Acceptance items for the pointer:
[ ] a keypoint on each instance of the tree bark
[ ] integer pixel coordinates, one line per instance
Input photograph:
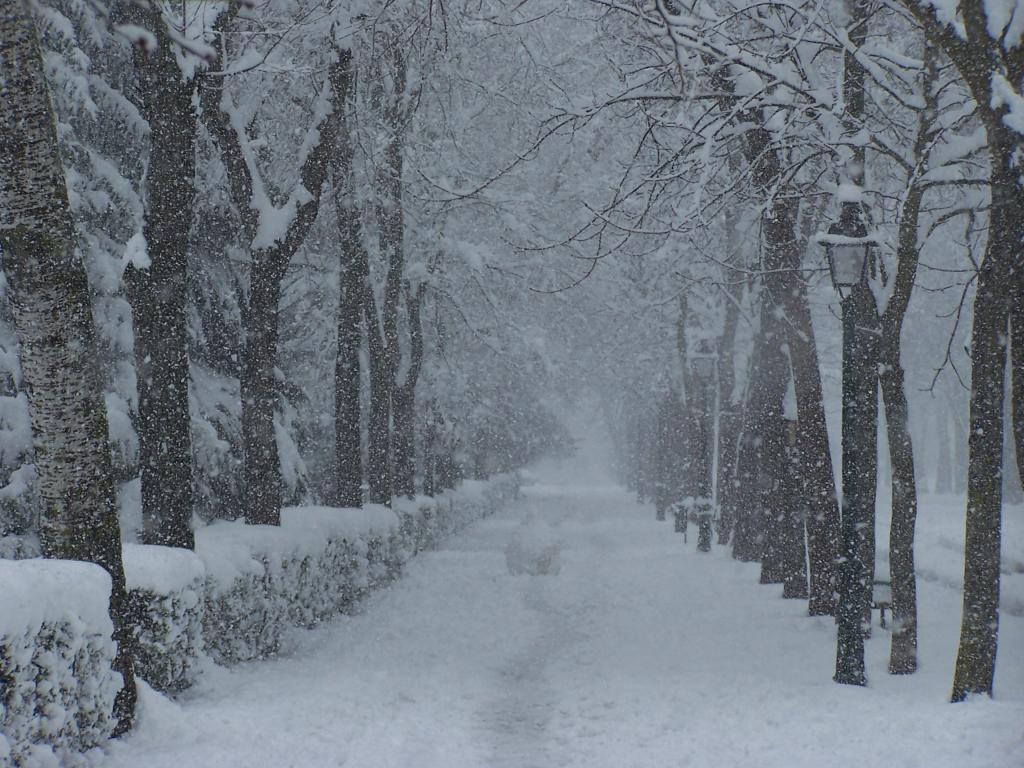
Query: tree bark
(1017, 378)
(996, 285)
(404, 400)
(353, 269)
(158, 294)
(259, 395)
(382, 331)
(50, 301)
(903, 653)
(268, 265)
(794, 523)
(786, 289)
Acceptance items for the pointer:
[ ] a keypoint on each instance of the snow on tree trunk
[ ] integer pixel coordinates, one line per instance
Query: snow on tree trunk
(50, 299)
(157, 292)
(352, 276)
════════════════════
Print every line of the entries above word for word, leaving out the pictures.

Acceptance items for the pointer:
[ ] a keypoint on each instance of the tree bark
[ ] integer pixel coordinates, one line per instance
Input photograph:
Query: tree bark
(1017, 378)
(996, 285)
(404, 400)
(353, 269)
(158, 294)
(259, 395)
(382, 331)
(50, 301)
(903, 653)
(268, 265)
(794, 523)
(786, 289)
Acceptance items for the pointer:
[ ] a keypoint on each instance of the snow on tree trunk
[ ] integer pixel coordinates, one line per instance
Query: snow on tree trunk
(50, 299)
(157, 292)
(352, 276)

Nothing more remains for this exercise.